• Task requirements:
Every line must be returned precisely as it is written.

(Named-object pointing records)

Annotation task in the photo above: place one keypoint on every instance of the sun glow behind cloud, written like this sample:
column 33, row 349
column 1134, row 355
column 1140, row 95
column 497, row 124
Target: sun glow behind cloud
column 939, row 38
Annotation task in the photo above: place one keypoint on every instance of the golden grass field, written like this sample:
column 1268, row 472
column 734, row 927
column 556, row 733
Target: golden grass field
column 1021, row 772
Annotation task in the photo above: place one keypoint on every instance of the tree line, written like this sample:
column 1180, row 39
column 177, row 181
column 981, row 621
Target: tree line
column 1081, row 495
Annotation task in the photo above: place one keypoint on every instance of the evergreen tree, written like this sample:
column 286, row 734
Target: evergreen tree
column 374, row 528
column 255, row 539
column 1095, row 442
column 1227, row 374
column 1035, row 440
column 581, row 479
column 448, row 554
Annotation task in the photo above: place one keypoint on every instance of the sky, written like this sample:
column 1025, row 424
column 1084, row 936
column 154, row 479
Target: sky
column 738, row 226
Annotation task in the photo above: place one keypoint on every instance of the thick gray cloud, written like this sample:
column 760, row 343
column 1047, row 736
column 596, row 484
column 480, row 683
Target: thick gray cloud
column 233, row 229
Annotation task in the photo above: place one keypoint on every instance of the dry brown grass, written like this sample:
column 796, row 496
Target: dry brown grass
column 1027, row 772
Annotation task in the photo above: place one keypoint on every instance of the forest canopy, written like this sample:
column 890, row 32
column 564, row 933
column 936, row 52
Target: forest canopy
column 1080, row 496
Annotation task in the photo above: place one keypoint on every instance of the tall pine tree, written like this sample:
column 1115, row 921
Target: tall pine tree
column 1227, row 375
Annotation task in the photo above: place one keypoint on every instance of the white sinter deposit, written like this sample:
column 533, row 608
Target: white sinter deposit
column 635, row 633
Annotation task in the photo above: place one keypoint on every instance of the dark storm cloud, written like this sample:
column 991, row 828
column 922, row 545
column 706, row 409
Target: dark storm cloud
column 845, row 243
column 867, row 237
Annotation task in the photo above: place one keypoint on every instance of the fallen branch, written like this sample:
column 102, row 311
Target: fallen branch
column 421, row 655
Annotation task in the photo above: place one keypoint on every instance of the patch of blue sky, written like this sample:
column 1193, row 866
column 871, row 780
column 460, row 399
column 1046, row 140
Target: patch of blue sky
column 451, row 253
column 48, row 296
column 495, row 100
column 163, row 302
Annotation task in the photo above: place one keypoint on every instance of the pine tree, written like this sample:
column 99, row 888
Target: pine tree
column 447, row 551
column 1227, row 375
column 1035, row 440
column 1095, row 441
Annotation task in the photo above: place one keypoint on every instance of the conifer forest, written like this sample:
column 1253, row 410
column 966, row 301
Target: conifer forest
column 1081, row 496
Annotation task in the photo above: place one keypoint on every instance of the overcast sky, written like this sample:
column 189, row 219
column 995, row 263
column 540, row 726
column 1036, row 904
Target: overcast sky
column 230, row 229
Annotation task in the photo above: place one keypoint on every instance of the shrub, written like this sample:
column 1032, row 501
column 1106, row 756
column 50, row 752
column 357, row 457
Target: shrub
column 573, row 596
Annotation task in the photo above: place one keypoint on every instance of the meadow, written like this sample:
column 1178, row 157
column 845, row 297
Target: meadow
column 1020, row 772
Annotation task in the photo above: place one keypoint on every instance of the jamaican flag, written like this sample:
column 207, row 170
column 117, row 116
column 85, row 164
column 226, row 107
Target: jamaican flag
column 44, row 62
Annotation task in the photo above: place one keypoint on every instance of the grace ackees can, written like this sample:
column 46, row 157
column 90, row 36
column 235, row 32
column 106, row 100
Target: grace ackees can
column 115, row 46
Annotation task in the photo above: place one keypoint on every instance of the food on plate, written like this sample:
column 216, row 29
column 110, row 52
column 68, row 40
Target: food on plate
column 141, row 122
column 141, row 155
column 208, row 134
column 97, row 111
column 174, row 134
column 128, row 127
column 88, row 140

• Full answer:
Annotation task in the photo above: place one keypoint on every instance of the sun glow behind cloud, written like this sample:
column 33, row 349
column 1134, row 355
column 1140, row 95
column 497, row 124
Target: sun glow behind cloud
column 939, row 38
Annotation task in the photo above: place one keypoint on every instance of the golden grass field, written like this sample:
column 1268, row 472
column 734, row 927
column 556, row 733
Target: golden grass field
column 1021, row 772
Annotation task in the photo above: place one keypoint on every instance of the tree line, written like this sample:
column 1180, row 39
column 177, row 181
column 981, row 621
Target: tree line
column 1081, row 495
Annotation task in the photo above: place one keypoint on every instance of the evergreen tree, written like this sample:
column 286, row 734
Target: evergreen tree
column 374, row 528
column 255, row 539
column 1095, row 442
column 1227, row 374
column 1035, row 440
column 581, row 479
column 448, row 554
Annotation task in the photo above: place one keypoint on every instance of the sky, written like this sample:
column 1025, row 424
column 1084, row 936
column 154, row 479
Target: sky
column 738, row 226
Annotation task in the photo above: place one keypoint on every instance of the thick gray cloud, written like this sample:
column 760, row 343
column 1047, row 736
column 596, row 484
column 480, row 683
Target: thick gray cloud
column 233, row 229
Annotation task in the photo above: place one keypoint on every instance of the dry brown grass, written like this sample:
column 796, row 496
Target: dry brown grass
column 1027, row 772
Annotation task in the photo above: place one keypoint on every instance of the forest canopy, written like this sample:
column 890, row 32
column 564, row 933
column 936, row 52
Target: forest canopy
column 1080, row 496
Annotation task in the photo above: place one keypoint on every instance of the tall pine tree, written like this sample:
column 1115, row 921
Target: tall pine tree
column 1227, row 375
Annotation task in the photo above: place one keypoint on every instance of the white sinter deposit, written like this sample:
column 533, row 608
Target: white sinter deposit
column 635, row 633
Annotation task in the photo above: place one keypoint on every instance of the dark storm cloud, written like this sample:
column 991, row 828
column 922, row 545
column 706, row 409
Target: dark storm cloud
column 845, row 243
column 867, row 237
Annotation task in the photo above: place one keypoint on every instance of the fallen branch, written like this sample:
column 102, row 311
Target: fallen branch
column 421, row 655
Annotation task in the photo above: place one keypoint on every instance of the patch of blue sky, written like this sample:
column 1193, row 866
column 871, row 780
column 460, row 399
column 1046, row 140
Target: patch of blue sky
column 451, row 253
column 48, row 296
column 495, row 100
column 163, row 302
Annotation task in the photo above: place one keypoint on every instance of the pine tree, written like this sample:
column 99, row 888
Target: pine tree
column 447, row 551
column 1227, row 375
column 1035, row 440
column 1095, row 441
Annotation task in the photo above: place one keypoint on every instance of the conifer forest, written like this sample:
column 1253, row 410
column 966, row 301
Target: conifer forest
column 1081, row 496
Annotation task in the photo above: place one keypoint on every instance of the overcast sky, written like this sample:
column 189, row 219
column 995, row 263
column 540, row 726
column 1036, row 904
Target: overcast sky
column 230, row 229
Annotation task in the photo above: place one keypoint on every instance of the shrub, written like this sample:
column 1032, row 501
column 1106, row 756
column 50, row 752
column 357, row 457
Target: shrub
column 573, row 596
Annotation task in the photo above: place one keypoint on every instance of the meadow, written like this sample:
column 1178, row 157
column 845, row 297
Target: meadow
column 1020, row 772
Annotation task in the photo above: place one keypoint on every instance of the jamaican flag, written like this sample:
column 207, row 170
column 117, row 116
column 85, row 164
column 226, row 107
Target: jamaican flag
column 44, row 62
Annotation task in the photo above: place one keypoint on every instance of the grace ackees can, written like this sample:
column 46, row 157
column 90, row 36
column 235, row 32
column 106, row 100
Target: grace ackees can
column 115, row 46
Annotation task in the photo above: place one keypoint on every instance of the food on plate, written like this sample:
column 216, row 29
column 110, row 52
column 68, row 40
Target: food on plate
column 141, row 122
column 141, row 155
column 208, row 134
column 97, row 111
column 174, row 134
column 128, row 127
column 88, row 140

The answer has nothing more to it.